[[ EXTRACT TO READ, beginning ]]
Does The FMLA Protect a Supervisor's Right To Defend a Subordinate's Leave Of Absence?
Time 4 Minute Read

A surgeon recently brought suit against his employer, in Staveley-O’Carroll v. Penn State Milton S. Hershey Medical Center, alleging that he was fired in violation of the Family and Medical Leave Act (“FMLA”).  No. 1:13-cv-01555-YK (M.D. Pa. filed June 18, 2013). Interestingly, the surgeon is not claiming that he was entitled to, requested, or took FMLA leave.  Rather, he claims that he was retaliated against for defending his secretary’s FMLA rights.

Plaintiff, Dr. Staveley-O’Carroll, worked at the Penn State Milton S. Hershey Medical Center and the Penn State University College of Medicine as a cancer surgeon and professor.  Dr. Staveley-O’Carroll alleges that, during his employment, his secretary was mistreated by the hospital after she sought and took FMLA leave relating to breast cancer surgery.  The complaint contends that Dr. Staveley-O’Carroll’s secretary was called into a disciplinary hearing, told she could not discuss her cancer with coworkers, told she could not take breaks, and, following her surgery, was forced to transfer to a different department.  Dr. Staveley-O’Carroll claims that he was retaliated against when he complained, both verbally and in writing, about the alleged mistreatment of his secretary.  He claims that he suffered retaliation when he was denied a raise and professional advancement activities, unfairly investigated, refused supervision, restricted access to his email, and ultimately terminated.

This lawsuit is somewhat unusual because the plaintiff is a third party claiming that he was retaliated against in violation of the FMLA.  Courts have previously addressed the concept of third parties bringing claims under other employment statutes, finding that third parties may bring claims if they are in the “zone of interest.”  For example, in Thompson v. North American Stainless, LP, the Supreme Court explained that the zone of interest test looks to see “‘if the plaintiff’s interests are so marginally related to or inconsistent with the purposes implicit in the statute that it cannot reasonably be assumed that Congress intended to permit the suit.’”  131 S.Ct. 863, 869-70 (2011) (internal citations omitted).  In that case, the plaintiff alleged he was retaliated against in violation of Title VII when he was terminated after his fiancé, who worked for the same employer, filed a charge of gender discrimination with the Equal Employment Opportunity Commission.  At least some other courts have declined to expand FMLA protections for purely “associational” claims.  See, e.g., Elsensohn v. St. Tammany Parish Sheriff's Office, No. 07-30693, 2008 U.S. App. LEXIS 12209 (5th Cir. June 6, 2008) (affirming dismissal of claim by employee who claimed FMLA retaliation because of his association with his wife, who filed a lawsuit against the same employer alleging violations of the FMLA, noting that the plain language of the FMLA does not recognize derivative retaliation claims).
[[ EXTRACT TO READ, end ]]
[[ SUPPLIED MATERIAL, beginning ]]
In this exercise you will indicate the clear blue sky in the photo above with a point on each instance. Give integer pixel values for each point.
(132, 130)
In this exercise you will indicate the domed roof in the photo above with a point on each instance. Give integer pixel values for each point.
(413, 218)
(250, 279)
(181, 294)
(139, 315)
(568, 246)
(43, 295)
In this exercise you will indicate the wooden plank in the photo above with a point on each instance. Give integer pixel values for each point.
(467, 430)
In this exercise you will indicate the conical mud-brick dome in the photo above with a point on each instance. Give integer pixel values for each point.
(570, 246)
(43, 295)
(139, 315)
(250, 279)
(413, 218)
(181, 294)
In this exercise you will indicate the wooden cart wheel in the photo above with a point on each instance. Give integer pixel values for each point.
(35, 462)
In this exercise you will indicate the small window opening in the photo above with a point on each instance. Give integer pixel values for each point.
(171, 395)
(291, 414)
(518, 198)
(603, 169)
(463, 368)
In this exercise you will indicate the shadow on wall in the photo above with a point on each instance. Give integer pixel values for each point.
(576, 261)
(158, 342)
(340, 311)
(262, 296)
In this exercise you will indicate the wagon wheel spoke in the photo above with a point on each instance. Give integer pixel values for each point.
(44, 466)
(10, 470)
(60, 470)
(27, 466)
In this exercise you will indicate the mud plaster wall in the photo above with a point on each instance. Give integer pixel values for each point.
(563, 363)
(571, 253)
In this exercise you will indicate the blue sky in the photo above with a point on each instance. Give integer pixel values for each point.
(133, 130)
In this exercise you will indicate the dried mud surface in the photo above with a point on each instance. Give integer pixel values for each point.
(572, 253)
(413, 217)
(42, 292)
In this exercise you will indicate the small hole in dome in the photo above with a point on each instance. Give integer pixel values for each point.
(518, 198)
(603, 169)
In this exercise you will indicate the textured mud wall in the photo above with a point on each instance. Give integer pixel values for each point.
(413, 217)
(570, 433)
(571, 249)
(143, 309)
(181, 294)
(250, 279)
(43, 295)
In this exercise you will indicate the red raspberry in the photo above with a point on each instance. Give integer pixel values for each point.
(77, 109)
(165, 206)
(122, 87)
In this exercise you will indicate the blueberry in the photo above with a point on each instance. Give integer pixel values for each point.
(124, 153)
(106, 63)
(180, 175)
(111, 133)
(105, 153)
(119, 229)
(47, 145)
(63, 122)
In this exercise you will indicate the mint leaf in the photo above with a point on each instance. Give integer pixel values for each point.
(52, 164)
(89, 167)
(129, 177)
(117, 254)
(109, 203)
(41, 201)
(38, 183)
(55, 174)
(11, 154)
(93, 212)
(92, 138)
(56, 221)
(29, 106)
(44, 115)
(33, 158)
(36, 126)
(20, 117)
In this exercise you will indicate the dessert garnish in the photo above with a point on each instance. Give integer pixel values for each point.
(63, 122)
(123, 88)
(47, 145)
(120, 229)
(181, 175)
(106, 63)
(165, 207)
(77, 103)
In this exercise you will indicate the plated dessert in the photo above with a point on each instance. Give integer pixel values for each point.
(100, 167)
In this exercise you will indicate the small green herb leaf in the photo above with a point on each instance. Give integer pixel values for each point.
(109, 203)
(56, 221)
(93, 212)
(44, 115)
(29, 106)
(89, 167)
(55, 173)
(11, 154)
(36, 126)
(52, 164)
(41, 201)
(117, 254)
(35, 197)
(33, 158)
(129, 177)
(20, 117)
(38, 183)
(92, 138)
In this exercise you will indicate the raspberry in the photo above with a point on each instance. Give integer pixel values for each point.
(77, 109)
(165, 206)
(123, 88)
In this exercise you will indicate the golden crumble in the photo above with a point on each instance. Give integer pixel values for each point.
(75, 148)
[[ SUPPLIED MATERIAL, end ]]
REQUIREMENT 1:
Decide whether each statement agrees with the FMLA article: (a) the surgeon says he himself was entitled to FMLA leave; (b) the secretary's FMLA leave related to breast cancer surgery; (c) in Thompson, the plaintiff's fiancé filed a charge with the Equal Employment Opportunity Commission. For each, answer yes or no and quote the words from the article that decide it.
REQUIREMENT 2:
Carry on the FMLA article from the point where it stops.

EXERCISE RESPONSE 1:
(a) No: "the surgeon is not claiming that he was entitled to, requested, or took FMLA leave."
(b) Yes: "she sought and took FMLA leave relating to breast cancer surgery."
(c) Yes: "his fiancé, who worked for the same employer, filed a charge of gender discrimination with the Equal Employment Opportunity Commission."

EXERCISE RESPONSE 2:
The Pennsylvania lawsuit attempts to break new ground because it is a third party case brought under the FMLA and seeks to expand the zone of interest to FMLA claims.  The United States District Court for the Middle District of Pennsylvania, where Dr. Staveley-O’Carroll’s lawsuit was filed, will need to decide whether the zone of interest should be applied to FMLA cases and also determine exactly how far the zone of interest reaches.  Dr. Staveley-O’Carroll alleged that he had a “significant connection” to his secretary because he worked with her on a regular basis and supervised her work.  In determining whether the plaintiff has stated a claim, the Court will need to rule on whether this connection is enough.  The outcome of this case could be significant.  By stretching the zone of interest, it has the potential of exposing employers to a number of additional claims based on the possibility of a variety of new plaintiffs.